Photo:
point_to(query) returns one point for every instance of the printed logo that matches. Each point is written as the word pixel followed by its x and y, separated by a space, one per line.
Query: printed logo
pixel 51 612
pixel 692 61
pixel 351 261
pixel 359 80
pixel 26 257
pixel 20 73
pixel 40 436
···
_ANFORDERUNGEN_: Gib sämtliche Datensätze Zeile für Zeile unverändert aus.

_LÖSUNG DER AUFGABE_:
Photo:
point_to(query) returns one point for every instance of the printed logo that matches. Each point is written as the word pixel followed by its x and y, separated by a space, one per line.
Query: printed logo
pixel 51 612
pixel 692 61
pixel 351 261
pixel 359 80
pixel 26 257
pixel 20 73
pixel 40 436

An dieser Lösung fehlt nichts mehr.